*Stated problem 1:* Transcribe the part of the post on Jon Snow's parentage from "The Dragons, obviously, Danaerys" to "it first appeared.".
*Stated problem 2:* Pick up the post on Jon Snow and the Pact of Ice and Fire after its last sentence and keep writing it.
___ Excerpt
Jump to content

Heresy 244 Big Scaly Beasties with Bad Breath


Black Crow

Recommended Posts

Not the usual topic for an Heresy OP, but it follows on from discussion which came up in the last thread.
There’s a theory out there, commonly referred to as R+L=J, holding that Jon Snow is actually the son of Rhaegar Targaryen and Lyanna Stark. Both are conveniently dead and unavailable for comment, but the point, supposedly, is that Jon is really a Targaryen Prince [with a secret name!] and thanks to being half Targaryen and half Stark will turn out to be the legendary Oriental hero Azor Ahai and will ride dragons to victory over the mysterious Others/White Walkers and win the Battle for the Dawn.
While the band plays “Believe it if you like”…
As Heretics we have our doubts about this of course, but in the light of a couple of references in the Mummers’ Version Mk.II, its worth shifting the question sideways a bit, because in promoting the R+L=J theory its all to easy to lose sight of something important. Contrary to the impression created by the Mummers’ Version Mk.I, GRRM is not engaged in writing multiple volumes of A Game of Thrones, but a saga entitled A Song of Ice and Fire.
The Dragons, obviously, Danaerys Targaryen and Mad Mel, clearly come within the heading of Fire, but thus far we haven’t seen much of the Ice and waving the R+L=J/AA banner makes this imbalance worse by trying to stuff Jon Snow on to the side of Fire.
And its that Fire which raises concern. At first we were told how Azor Ahai would save the day when the Ice came, but them GRRM started dropping some hints that a victory by fire might not be  as warm and cuddly as it first appeared.
Now we hear, thanks to the Mummers Mk.II of the Pact of Ice and Fire, and there it gets interesting. We still don't know what its about, or was intended to be about because seemingly it never happened, but...
A pact is an agreement, a binding agreement and seemingly one between equals, which immediately raises questions and requires dialling back in history on both sides of the proposed pact.
______
___ Supplied material
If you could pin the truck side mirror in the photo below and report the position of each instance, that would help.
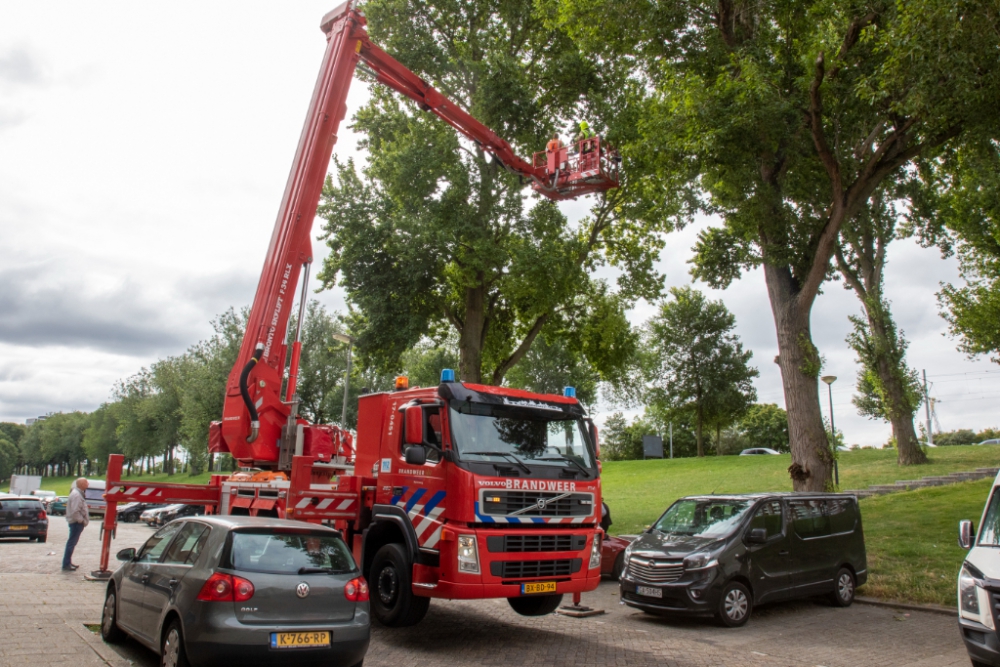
______
*Task response 1:*
The Dragons, obviously, Danaerys Targaryen and Mad Mel, clearly come within the heading of Fire, but thus far we haven’t seen much of the Ice and waving the R+L=J/AA banner makes this imbalance worse by trying to stuff Jon Snow on to the side of Fire.
And its that Fire which raises concern. At first we were told how Azor Ahai would save the day when the Ice came, but them GRRM started dropping some hints that a victory by fire might not be  as warm and cuddly as it first appeared.

*Task response 2:*
On the one hand we have the Targaryens. They are Valyrians and Dragonlords, but perhaps not actually all that they seem. Back in the day and seemingly influenced by prophecy they moved out of Valyria proper and settled in Dragonstone on the very edge of the empire. Thus they escaped the Doom, which is obviously good. They even hung on to some dragons but then something strange happened. A war or series of wars breaks out in Essos as the local population rises up against the rump Valyrian colonial administration. Not at all unexpected, but Aegon Targaryen joins the rebels and pitches in against the Valyrians.
Then he turns his back on Essos as well and goes and conquers Westeros - sort of
Or rather, using his dragons he starts conquering the seven kingdoms by frying any opposition until he gets to the southern border of the North.
History, for what its worth, says that the Stark king surrendered or submitted. Aegon tuned back south and the Stark remained - although he may no longer have called himself the King of Winter.
Why ?
If we are looking for a pact of Ice and Fire then there may be something of an equality here between the Stark Kings of Winter and the Targaryen Dragonlords
But then there's more. There’s also that mysterious warning that the Targaryen mastery over the dragons was an illusion. We may also discover over time that it was some of the Targaryens themselves, not some mysterious maesters, who killed off the dragons first time around. What if that too was a part of the Pact of Ice and Fire which both families have forgotten.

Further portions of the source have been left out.